__Selected passage__.
——————
# Bolt 4K output, Sony TV, Denon receiver trick play issue?



## meckel (Oct 25, 2007)

I got a 4K tv and a new "4K" receiver for Christmas. I have the bolt running into the receiver via HDMI and the receiver into the TV via HDMI. Everything works fine except if I set the TiVo to only output in 4K. In that mode any of the trick play features including quick play and commercial skip cause the screen to go black for a few seconds. Once I'm in quick play mode the trick play features work fine. If I set the TiVo to output in any other resolution it works fine. If I use the receiver to output in 4K instead of the TiVo the trick play features work fine. 

I have a Denon AVR-X3200 and the Sony XBR-75X850C along with the Bolt. I have not tried running the Bolt directly into the TV to see is the issue is the same, but my guess is that it is something with the scaler in the Bolt. As anyone else seen this issue? 

On a side note I think the TV will also up-convert but Sony no longer feels the need to produce a true owners manual and I can't figure it out. All I can find I a reference guide. 


Sent from my iPhone using Tapatalk


----------



## aaronwt (Jan 31, 2002)
——————
__Recorded information__.
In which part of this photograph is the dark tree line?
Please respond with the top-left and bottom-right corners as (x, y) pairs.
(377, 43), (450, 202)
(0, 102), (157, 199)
——————
__Tasks for this exercise__.
1) Echo the passage from the Bolt 4K thread starting with "## meckel (Oct" and going on through "TiVo the trick play features work fine.".
2) In the Bolt 4K thread, name every piece of home-theater equipment that the first post identifies by a specific brand or model.
3) Carry the Bolt 4K trick play thread forward from its final line.

__Results of the exercise__.
1)
## meckel (Oct 25, 2007)

I got a 4K tv and a new "4K" receiver for Christmas. I have the bolt running into the receiver via HDMI and the receiver into the TV via HDMI. Everything works fine except if I set the TiVo to only output in 4K. In that mode any of the trick play features including quick play and commercial skip cause the screen to go black for a few seconds. Once I'm in quick play mode the trick play features work fine. If I set the TiVo to output in any other resolution it works fine. If I use the receiver to output in 4K instead of the TiVo the trick play features work fine.

2)
TiVo Bolt
Denon AVR-X3200 receiver
Sony XBR-75X850C TV

3)
Try a different HDMI cable as well as connecting directly to the Tv. Neither of my Bolts have this issue when set to only output 2160P.

I am using a 65" 850C Sony. But my Bolts go through an HDMI switch, and then through a Sony speaker bar before going to the TV. But in that setup I do not have this issue.


----------



## meckel (Oct 25, 2007)

aaronwt said:


> Try a different HDMI cable as well as connecting directly to the Tv. Neither of my Bolts have this issue when set to only output 2160P.
> 
> I am using a 65" 850C Sony. But my Bolts go through an HDMI switch, and then through a Sony speaker bar before going to the TV. But in that setup I do not have this issue.


Thanks for tour response. I figured it out, I had the HDMI input on the TV set to enhanced. Once I set it back to standard the trick play options worked fine.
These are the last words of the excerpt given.